Challenge A: Reproduce every line of the object position labeling entries below without any change, omitting the pictures.

Selected excerpt:
3.3 Channel Shift Operation

In contrast to the mixed attention operation that captures long-range dependencies in videos, the channel shift operation prioritizes encoding local motion patterns. Some prior works propose the temporal shift [32] and periodic shift [62] methods in CNN and Transformer, respectively, to move specific channels of video features along the time direction, thereby achieving hard channel transfer. The 1D convolution [28] initialized with the temporal shift method accomplishes a flexible and learnable way to manipulate channels in CNN, which can be regarded as a soft channel shift mechanism. Considering the multi-head attention mechanism of the Transformer network, we employ the periodic shift method to initialize 1D depthwise convolution in order to equally transfer the channels of each head. As shown in Figure 6, we evaluate the performance of combining the following techniques used for learning short-term motion features with the mixed attention operation: (a) temporal shift; (b) periodic shift; (c) 1D depthwise convolution initialized with temporal shift; (d) our 1D depthwise convolution initialized with periodic shift. The temporal shift and periodic shift methods in Figure 6(a) and (b) can be regarded as convolution operations with special weights. Previous research [37] has shown that the effective receptive field of CNNs has a Gaussian distribution and only occupies a fraction of the full theoretical receptive field. Therefore, the different methods of channel shift in Figure 6 are considered to focus more on local motion patterns between adjacent frames. This is particularly helpful for the classification of many fine-grained action categories, such as braiding and curling hair.

Fig. 6.

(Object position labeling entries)
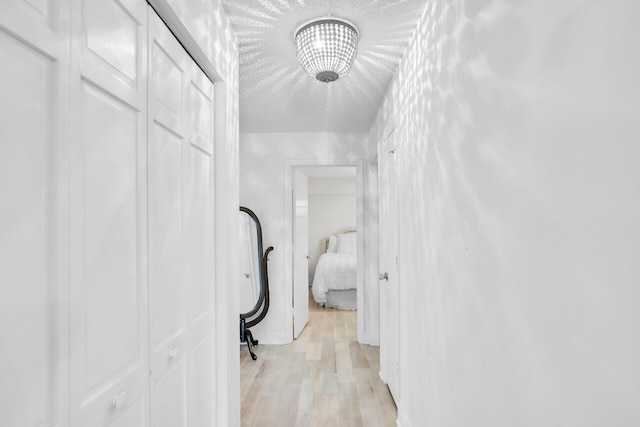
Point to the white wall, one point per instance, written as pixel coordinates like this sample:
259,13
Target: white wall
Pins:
519,125
332,207
263,158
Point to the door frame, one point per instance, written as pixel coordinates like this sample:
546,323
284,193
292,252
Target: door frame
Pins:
289,167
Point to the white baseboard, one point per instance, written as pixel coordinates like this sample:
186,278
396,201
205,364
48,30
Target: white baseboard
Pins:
402,420
276,338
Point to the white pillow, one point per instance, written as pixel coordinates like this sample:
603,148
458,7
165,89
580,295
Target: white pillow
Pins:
333,244
347,243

Challenge B: Decide whether each statement agrees with the channel shift section: (i) the channel shift operation prioritizes encoding long-range dependencies; (ii) the authors use the periodic shift method to initialize 1D depthwise convolution; (iii) the effective receptive field of CNNs covers the full theoretical receptive field. Answer yes or no for each, quoting the deciding words.

Expected output A:
Point to the white wall, one point per instance, written as pixel coordinates like this sample:
259,13
Target: white wall
Pins:
519,125
332,207
263,158
Point to the door frame, one point per instance, written as pixel coordinates like this sample:
546,323
284,193
292,252
Target: door frame
Pins:
289,167
Point to the white baseboard, one point per instance, written as pixel coordinates like this sample:
186,278
396,201
205,364
48,30
Target: white baseboard
Pins:
402,420
276,338
Point to the white pillow, one point per instance, written as pixel coordinates like this sample:
603,148
458,7
165,89
580,295
Target: white pillow
Pins:
333,244
347,243

Expected output B:
(i) No: "the channel shift operation prioritizes encoding local motion patterns"
(ii) Yes: "we employ the periodic shift method to initialize 1D depthwise convolution"
(iii) No: "only occupies a fraction of the full theoretical receptive field"